[Records excerpted from a collection]
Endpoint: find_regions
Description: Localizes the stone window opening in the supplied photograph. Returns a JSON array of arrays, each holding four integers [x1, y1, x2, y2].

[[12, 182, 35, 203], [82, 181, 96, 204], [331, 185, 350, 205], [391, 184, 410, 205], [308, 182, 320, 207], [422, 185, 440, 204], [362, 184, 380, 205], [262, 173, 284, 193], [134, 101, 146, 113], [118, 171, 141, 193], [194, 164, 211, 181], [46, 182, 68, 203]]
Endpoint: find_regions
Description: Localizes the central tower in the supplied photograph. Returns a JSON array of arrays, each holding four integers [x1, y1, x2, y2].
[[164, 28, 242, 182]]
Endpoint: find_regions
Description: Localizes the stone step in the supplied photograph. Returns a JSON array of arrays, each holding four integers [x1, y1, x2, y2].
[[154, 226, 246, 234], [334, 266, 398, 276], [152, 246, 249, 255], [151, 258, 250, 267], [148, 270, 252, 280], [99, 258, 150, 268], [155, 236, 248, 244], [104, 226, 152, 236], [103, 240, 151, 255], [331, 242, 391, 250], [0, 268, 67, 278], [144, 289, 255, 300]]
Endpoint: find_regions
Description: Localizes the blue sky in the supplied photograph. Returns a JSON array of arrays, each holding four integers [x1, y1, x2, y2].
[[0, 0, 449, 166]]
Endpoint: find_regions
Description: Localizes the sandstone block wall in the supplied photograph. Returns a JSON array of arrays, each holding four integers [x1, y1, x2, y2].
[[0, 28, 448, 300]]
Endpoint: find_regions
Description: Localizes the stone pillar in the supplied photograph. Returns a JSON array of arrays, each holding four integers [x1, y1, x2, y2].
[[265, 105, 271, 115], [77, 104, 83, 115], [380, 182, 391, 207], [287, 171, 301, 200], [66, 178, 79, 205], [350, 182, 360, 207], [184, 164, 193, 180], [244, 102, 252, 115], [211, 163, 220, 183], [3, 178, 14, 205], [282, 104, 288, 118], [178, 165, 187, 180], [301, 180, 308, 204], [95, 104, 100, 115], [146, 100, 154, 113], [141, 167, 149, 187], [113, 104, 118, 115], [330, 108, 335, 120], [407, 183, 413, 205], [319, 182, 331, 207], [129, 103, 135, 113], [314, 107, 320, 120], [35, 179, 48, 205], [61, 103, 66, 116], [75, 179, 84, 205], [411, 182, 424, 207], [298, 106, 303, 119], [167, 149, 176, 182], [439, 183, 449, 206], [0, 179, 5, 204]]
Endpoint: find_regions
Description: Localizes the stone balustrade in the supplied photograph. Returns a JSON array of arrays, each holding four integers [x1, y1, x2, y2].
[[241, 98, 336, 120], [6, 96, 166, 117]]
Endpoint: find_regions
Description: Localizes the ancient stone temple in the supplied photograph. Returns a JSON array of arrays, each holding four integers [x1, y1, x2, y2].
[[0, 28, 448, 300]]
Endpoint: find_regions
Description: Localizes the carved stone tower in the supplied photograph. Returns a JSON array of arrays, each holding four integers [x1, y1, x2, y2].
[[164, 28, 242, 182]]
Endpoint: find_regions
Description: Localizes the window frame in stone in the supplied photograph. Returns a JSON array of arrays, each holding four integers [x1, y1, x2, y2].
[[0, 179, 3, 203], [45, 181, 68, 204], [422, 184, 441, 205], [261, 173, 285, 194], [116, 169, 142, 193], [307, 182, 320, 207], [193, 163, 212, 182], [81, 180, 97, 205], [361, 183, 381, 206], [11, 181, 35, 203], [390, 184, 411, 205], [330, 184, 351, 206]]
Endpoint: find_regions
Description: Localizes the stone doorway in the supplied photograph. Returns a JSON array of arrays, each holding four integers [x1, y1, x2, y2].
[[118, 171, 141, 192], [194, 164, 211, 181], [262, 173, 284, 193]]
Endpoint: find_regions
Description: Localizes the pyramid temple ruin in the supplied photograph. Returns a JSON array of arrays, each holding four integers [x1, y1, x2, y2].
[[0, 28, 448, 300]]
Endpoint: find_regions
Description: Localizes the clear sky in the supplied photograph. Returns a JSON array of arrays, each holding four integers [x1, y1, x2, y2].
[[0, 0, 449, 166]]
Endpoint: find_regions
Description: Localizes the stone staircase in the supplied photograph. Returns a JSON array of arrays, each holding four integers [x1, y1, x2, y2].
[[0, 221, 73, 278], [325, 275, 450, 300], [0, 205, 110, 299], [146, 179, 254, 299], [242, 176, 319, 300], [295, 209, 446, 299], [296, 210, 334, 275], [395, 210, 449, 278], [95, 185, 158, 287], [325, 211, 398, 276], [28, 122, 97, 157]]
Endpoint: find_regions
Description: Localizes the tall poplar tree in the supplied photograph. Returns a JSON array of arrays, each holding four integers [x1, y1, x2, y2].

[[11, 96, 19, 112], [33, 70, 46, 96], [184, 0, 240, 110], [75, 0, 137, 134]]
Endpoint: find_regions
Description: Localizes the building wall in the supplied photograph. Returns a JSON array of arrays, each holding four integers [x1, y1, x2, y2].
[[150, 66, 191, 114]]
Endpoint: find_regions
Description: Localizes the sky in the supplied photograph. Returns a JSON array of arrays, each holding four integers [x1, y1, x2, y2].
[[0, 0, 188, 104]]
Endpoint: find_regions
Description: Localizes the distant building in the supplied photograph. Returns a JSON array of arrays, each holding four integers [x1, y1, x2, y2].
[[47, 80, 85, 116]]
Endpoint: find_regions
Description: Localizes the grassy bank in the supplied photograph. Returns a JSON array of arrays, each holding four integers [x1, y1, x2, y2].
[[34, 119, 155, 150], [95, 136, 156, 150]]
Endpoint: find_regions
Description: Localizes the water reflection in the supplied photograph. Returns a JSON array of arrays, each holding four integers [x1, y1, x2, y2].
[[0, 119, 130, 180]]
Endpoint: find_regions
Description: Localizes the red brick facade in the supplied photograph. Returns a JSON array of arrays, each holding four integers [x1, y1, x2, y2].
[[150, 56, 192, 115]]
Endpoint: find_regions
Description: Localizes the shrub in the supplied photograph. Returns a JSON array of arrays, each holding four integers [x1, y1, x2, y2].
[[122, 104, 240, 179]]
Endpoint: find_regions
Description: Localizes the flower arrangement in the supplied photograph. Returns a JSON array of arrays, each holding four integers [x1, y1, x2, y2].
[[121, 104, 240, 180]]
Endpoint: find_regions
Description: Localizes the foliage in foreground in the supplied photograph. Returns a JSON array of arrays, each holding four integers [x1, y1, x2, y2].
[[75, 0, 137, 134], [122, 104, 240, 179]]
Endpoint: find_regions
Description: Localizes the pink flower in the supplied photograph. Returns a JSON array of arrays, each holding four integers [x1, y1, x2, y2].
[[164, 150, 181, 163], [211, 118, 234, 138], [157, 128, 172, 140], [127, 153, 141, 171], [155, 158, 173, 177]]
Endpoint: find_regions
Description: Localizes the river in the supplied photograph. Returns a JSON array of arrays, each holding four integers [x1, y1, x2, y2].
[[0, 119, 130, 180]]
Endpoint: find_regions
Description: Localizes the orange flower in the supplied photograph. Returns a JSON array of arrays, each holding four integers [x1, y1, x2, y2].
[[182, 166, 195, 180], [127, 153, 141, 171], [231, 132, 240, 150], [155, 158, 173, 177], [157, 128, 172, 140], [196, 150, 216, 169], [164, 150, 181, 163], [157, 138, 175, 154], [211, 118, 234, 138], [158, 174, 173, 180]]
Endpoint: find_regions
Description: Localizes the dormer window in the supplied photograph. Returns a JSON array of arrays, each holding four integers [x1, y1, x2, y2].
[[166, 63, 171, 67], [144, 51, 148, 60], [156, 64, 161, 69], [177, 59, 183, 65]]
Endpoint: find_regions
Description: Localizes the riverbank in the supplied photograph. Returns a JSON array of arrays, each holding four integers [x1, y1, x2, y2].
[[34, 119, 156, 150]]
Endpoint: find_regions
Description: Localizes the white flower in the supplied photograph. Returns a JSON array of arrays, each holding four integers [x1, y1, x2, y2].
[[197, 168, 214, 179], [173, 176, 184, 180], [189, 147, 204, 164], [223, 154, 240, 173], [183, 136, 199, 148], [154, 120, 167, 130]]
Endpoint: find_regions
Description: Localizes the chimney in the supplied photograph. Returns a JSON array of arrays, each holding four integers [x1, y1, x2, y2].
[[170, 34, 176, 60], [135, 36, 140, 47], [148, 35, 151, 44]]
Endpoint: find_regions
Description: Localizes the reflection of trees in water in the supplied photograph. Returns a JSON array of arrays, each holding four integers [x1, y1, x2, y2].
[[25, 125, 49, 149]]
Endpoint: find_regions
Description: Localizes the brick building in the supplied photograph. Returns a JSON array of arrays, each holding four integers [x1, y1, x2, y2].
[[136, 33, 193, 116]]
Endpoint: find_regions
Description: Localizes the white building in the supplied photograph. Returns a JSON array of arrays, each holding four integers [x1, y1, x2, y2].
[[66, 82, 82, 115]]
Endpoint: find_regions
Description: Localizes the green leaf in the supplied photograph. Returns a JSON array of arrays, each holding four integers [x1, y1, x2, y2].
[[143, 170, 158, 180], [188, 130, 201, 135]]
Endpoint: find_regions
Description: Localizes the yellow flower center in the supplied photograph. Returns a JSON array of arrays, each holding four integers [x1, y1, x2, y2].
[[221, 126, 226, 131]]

**What to work on**
Set out, exactly as written, the lines from the line with "Description: Localizes the chimney" to the last line of the records, inclusive, and only those lines.

**Exercise solution**
Description: Localizes the chimney in the supplied photograph. Returns a JSON array of arrays, each holding four integers [x1, y1, x2, y2].
[[170, 34, 176, 60], [135, 36, 140, 47], [148, 35, 151, 44]]
Endpoint: find_regions
Description: Localizes the reflection of trees in water in the supplied photograph. Returns a JSON array of arrays, each holding four integers [x1, y1, x2, y2].
[[25, 125, 49, 149]]
Endpoint: find_regions
Description: Localizes the brick building in the supplied photograph. Returns a JSON array of arrays, each holding four integers [x1, y1, x2, y2].
[[136, 33, 193, 116]]
Endpoint: find_regions
Description: Localizes the white building in the supplied photograph. Returns a JSON array of arrays, each holding four integers [x1, y1, x2, y2].
[[66, 82, 82, 115]]
Endpoint: find_regions
Description: Localizes the green leaf in the supplied photograph. Returns a JSON array of arrays, each holding four integers [x1, y1, x2, y2].
[[143, 170, 158, 180], [188, 130, 201, 135]]
Endpoint: find_regions
Description: Localizes the yellow flower center in the supplied photograph. Returns a JSON array of arrays, each holding four integers [x1, y1, x2, y2].
[[221, 126, 226, 131]]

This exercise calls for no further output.